To do =
Copy every row below word for word, leaving out the pictures.

⟨

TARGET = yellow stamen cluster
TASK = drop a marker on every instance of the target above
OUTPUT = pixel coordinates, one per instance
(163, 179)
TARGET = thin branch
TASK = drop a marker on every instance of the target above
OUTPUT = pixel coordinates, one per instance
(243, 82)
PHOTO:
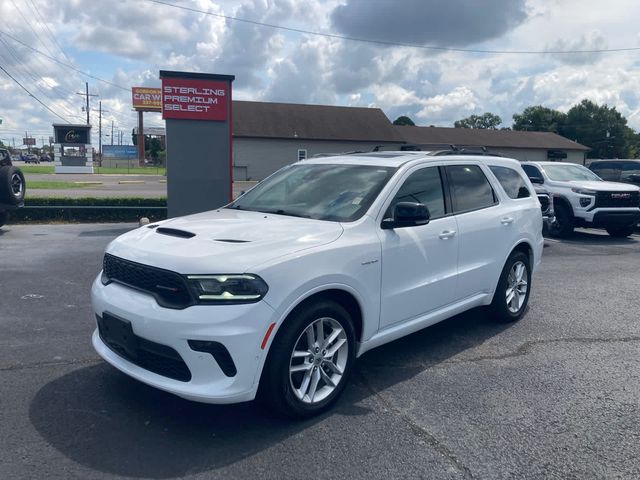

⟩

Worked solution =
TARGET = yellow stamen cluster
TASK = drop a marker on every instance of the target above
OUTPUT = pixel coordinates, one per instance
(163, 179)
TARGET = thin branch
TASK = drop a marker on every instance of the target above
OUTPUT = pixel coordinates, one per instance
(243, 82)
PHOTO:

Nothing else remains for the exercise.